» What you have to do: Output as a numbered list the rows starting with the line containing "subject: beige armchair" and running through the line containing "[[138,87],[140,86],[140,81],[132,81],[131,87]]", leaving out any blank lines.

Labeled area outline entries
<<<<

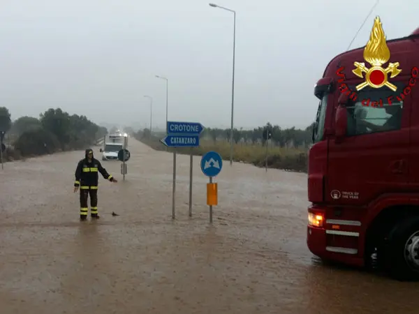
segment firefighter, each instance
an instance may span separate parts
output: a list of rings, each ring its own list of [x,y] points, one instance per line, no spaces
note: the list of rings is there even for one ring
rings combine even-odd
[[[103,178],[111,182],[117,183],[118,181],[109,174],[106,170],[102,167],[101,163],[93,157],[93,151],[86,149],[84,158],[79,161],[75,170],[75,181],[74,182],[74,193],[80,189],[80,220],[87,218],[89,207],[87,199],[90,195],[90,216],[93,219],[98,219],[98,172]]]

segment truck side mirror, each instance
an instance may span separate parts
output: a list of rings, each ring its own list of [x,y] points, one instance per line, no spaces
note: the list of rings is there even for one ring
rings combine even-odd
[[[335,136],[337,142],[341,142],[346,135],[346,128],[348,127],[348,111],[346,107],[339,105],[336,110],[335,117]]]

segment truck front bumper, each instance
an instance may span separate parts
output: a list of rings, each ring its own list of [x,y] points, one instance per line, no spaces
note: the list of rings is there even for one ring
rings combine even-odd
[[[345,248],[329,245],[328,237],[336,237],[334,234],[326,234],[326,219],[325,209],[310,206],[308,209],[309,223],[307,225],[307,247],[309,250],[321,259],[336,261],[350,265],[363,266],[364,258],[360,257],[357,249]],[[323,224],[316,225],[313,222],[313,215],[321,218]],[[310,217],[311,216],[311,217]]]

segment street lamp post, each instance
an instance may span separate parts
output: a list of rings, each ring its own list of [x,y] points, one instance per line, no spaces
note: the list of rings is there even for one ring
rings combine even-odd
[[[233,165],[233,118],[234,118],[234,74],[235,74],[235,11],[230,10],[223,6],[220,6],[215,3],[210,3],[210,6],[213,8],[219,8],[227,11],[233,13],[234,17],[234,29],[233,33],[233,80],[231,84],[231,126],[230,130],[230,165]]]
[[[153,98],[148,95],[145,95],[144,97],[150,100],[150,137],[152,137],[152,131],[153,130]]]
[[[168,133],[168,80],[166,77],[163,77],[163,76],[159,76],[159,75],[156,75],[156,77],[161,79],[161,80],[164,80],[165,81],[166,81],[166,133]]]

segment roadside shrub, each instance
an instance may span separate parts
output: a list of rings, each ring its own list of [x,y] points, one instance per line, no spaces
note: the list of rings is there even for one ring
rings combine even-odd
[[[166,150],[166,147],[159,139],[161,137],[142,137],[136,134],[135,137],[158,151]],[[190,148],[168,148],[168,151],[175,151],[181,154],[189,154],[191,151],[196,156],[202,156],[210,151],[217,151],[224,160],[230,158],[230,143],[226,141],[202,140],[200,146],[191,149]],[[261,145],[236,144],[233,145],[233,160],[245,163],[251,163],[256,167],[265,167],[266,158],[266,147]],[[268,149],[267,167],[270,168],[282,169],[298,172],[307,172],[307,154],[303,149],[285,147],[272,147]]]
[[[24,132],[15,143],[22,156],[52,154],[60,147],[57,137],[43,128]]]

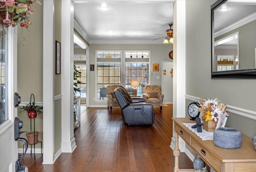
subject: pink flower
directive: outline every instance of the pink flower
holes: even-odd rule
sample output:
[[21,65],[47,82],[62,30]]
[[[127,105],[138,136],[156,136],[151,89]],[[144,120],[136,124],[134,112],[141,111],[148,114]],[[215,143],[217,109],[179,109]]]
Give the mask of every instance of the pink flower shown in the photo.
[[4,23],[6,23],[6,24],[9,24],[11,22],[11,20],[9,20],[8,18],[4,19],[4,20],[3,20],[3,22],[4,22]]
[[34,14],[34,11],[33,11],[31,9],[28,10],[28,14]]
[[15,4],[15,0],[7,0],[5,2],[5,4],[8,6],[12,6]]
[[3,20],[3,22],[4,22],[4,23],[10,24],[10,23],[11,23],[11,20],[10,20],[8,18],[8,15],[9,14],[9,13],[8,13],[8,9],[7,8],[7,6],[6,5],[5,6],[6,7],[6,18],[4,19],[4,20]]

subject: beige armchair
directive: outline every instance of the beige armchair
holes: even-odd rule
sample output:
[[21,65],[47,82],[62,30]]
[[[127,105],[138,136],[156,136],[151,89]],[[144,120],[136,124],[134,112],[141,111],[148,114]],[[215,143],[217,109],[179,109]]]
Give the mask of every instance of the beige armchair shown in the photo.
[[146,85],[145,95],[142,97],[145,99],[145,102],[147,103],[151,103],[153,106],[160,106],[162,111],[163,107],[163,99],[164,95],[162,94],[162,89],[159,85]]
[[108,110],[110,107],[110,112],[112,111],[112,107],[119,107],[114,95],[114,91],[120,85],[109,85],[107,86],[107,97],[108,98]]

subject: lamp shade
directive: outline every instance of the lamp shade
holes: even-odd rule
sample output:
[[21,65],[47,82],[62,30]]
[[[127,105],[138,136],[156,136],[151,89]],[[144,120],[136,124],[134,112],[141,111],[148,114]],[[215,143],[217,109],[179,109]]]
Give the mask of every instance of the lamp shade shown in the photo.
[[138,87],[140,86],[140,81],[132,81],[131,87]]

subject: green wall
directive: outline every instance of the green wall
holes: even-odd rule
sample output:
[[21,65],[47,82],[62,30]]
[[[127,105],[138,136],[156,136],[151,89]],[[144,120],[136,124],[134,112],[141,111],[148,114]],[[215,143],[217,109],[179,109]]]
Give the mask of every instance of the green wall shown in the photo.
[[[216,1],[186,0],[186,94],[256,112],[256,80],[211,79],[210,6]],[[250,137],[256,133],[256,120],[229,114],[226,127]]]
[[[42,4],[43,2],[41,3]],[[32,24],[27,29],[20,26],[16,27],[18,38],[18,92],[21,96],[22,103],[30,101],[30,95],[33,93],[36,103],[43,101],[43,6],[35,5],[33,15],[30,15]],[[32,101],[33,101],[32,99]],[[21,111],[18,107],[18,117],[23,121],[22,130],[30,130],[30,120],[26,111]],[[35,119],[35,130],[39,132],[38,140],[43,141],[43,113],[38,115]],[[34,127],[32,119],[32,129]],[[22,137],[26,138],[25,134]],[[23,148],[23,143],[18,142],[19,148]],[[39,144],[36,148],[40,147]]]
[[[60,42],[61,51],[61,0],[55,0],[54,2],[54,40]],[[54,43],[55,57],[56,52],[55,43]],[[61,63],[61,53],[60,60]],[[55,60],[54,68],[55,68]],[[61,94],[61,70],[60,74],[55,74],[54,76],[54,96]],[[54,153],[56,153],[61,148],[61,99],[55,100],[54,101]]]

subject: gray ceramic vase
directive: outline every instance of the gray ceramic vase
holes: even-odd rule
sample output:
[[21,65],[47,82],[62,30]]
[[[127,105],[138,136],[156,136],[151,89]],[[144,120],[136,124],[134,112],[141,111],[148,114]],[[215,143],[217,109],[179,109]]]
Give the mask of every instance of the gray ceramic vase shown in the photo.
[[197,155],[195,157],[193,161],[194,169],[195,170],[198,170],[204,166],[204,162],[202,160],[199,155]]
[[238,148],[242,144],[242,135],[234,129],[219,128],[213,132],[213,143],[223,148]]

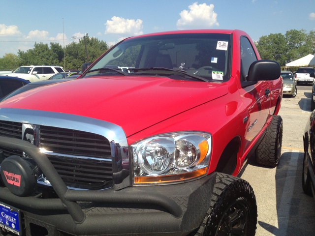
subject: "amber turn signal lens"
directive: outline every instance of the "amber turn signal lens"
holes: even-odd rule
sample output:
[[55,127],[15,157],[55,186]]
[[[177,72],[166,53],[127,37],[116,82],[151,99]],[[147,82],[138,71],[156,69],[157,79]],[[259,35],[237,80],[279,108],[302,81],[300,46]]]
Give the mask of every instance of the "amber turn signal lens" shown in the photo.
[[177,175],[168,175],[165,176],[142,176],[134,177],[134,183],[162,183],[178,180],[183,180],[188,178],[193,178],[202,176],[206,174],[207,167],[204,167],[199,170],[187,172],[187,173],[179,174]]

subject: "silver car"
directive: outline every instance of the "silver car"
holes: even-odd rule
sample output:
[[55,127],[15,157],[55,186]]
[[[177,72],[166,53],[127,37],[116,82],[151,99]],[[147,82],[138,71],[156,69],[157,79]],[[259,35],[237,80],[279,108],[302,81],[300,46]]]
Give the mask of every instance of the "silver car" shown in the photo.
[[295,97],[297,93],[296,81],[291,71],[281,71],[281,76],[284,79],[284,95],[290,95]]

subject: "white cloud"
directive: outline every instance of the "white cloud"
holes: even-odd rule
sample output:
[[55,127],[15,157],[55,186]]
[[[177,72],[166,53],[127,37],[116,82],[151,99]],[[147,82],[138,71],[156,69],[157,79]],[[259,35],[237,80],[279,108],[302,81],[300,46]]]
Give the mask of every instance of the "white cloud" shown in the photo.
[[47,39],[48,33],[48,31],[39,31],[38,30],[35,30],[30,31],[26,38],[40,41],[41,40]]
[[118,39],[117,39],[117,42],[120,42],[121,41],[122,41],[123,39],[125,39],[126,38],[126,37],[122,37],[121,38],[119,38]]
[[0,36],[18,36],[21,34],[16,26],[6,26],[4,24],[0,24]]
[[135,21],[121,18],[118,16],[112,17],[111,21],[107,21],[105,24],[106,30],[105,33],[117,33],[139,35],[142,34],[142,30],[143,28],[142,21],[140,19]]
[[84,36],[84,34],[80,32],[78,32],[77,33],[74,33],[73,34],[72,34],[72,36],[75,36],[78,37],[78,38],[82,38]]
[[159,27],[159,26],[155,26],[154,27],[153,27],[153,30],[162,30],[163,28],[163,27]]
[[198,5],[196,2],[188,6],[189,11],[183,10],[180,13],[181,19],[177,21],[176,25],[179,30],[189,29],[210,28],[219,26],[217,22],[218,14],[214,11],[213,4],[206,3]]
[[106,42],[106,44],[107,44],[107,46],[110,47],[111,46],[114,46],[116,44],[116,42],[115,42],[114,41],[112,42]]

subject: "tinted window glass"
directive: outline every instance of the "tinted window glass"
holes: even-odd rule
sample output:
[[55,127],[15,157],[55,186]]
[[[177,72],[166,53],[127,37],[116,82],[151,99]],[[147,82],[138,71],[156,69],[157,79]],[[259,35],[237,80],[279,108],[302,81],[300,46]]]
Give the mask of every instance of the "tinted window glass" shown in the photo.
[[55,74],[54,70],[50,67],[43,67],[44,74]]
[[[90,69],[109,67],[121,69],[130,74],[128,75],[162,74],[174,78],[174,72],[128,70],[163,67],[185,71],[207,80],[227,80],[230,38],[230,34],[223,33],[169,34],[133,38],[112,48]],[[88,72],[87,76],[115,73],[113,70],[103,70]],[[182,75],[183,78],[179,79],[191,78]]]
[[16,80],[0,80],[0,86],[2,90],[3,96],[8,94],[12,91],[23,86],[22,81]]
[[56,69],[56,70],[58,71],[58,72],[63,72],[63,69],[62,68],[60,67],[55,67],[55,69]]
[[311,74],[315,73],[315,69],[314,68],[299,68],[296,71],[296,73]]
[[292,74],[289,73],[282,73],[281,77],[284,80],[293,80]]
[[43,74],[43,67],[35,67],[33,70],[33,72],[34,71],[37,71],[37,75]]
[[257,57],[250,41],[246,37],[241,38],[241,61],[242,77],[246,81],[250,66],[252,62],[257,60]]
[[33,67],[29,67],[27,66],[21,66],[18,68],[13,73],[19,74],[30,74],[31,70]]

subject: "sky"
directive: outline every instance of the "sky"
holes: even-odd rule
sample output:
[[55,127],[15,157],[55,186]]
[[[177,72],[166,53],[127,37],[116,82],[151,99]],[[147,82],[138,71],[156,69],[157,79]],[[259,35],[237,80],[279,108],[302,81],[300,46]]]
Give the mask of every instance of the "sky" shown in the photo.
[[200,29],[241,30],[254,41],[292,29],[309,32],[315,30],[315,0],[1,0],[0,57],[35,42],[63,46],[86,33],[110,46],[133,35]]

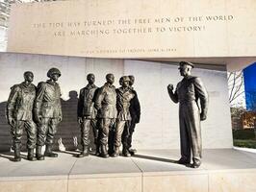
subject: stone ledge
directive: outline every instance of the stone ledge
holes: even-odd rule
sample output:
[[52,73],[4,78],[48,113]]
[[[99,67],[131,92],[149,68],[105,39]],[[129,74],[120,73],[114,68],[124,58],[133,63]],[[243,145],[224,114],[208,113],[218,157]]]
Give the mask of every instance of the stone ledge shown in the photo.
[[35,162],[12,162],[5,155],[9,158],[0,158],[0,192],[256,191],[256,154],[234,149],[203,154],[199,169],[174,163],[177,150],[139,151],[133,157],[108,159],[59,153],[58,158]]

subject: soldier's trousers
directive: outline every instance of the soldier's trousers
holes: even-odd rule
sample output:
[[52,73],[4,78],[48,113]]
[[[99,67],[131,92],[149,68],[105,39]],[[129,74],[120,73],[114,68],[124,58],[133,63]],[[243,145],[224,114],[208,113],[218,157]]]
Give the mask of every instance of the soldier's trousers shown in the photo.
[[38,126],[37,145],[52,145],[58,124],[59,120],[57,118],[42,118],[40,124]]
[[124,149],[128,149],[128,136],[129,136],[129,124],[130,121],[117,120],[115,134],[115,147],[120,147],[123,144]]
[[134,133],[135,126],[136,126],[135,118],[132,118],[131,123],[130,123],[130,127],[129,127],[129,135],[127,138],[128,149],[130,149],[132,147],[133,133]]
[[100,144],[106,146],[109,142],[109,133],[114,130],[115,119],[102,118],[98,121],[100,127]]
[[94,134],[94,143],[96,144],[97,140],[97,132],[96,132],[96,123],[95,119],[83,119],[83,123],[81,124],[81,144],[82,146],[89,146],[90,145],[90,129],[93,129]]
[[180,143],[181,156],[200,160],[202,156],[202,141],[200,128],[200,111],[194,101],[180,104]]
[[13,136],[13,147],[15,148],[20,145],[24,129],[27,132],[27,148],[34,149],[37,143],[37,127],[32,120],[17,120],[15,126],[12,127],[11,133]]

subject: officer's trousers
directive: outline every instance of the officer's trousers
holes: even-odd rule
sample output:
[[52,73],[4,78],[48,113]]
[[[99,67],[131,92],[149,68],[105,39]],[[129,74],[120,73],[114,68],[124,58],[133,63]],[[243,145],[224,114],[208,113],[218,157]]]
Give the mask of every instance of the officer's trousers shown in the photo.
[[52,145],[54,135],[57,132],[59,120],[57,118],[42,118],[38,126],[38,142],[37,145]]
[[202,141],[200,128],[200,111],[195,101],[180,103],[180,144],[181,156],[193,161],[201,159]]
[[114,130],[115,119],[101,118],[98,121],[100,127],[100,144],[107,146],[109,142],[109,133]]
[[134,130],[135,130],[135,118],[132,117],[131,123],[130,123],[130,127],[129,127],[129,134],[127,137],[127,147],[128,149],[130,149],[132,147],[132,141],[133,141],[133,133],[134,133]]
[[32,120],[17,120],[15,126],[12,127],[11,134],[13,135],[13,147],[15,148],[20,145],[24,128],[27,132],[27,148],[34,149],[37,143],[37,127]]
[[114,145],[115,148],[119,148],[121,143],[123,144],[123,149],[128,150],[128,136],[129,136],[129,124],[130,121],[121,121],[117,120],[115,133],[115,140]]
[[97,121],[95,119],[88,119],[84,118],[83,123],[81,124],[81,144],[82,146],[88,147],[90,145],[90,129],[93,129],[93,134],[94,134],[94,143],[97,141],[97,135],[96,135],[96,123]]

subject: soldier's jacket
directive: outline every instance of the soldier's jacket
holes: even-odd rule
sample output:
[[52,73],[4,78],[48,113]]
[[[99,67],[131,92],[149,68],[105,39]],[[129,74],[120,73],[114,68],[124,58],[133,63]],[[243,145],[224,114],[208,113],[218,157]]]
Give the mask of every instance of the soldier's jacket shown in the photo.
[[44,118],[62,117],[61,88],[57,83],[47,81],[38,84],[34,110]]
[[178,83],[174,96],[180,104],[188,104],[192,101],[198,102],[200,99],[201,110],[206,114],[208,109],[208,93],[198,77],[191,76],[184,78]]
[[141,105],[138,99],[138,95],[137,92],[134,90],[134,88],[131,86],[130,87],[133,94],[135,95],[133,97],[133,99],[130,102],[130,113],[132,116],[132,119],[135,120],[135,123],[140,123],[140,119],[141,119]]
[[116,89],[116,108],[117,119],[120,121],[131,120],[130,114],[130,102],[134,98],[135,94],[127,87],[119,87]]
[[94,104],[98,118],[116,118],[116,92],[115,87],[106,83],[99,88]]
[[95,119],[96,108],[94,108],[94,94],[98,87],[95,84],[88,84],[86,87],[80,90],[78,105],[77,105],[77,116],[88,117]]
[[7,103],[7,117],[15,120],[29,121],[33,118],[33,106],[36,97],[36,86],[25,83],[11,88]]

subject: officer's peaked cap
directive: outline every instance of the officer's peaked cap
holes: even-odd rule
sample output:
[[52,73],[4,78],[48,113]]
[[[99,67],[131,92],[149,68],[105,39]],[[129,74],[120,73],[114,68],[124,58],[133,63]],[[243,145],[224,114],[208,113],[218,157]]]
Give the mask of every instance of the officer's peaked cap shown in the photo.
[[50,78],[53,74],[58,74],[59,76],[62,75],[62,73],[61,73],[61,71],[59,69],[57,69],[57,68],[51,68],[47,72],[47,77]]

>>>>

» Complete answer:
1. subject: beige armchair
2. directive: outline every instance of the beige armchair
3. holes: even-odd rule
4. sample output:
5. [[21,65],[47,82],[62,30]]
6. [[[127,105],[138,136],[156,136],[151,89]],[[144,120],[136,124],[134,112],[141,111],[148,114]],[[215,143],[217,109],[179,109]]]
7. Give the mask of every instance of the beige armchair shown in the photo.
8. [[146,85],[145,95],[142,97],[145,99],[145,102],[147,103],[151,103],[153,106],[160,106],[162,111],[163,107],[163,99],[164,95],[162,94],[162,89],[159,85]]
9. [[108,110],[110,107],[110,112],[112,111],[112,107],[119,107],[114,95],[114,91],[120,85],[109,85],[107,86],[107,97],[108,98]]
10. subject: lamp shade
11. directive: outline every instance of the lamp shade
12. holes: even-odd rule
13. sample output:
14. [[21,65],[47,82],[62,30]]
15. [[[127,105],[138,136],[156,136],[151,89]],[[144,120],[136,124],[134,112],[141,111],[148,114]],[[215,143],[217,109],[179,109]]]
16. Give the mask of every instance of the lamp shade shown in the photo.
17. [[138,87],[140,86],[140,81],[132,81],[131,87]]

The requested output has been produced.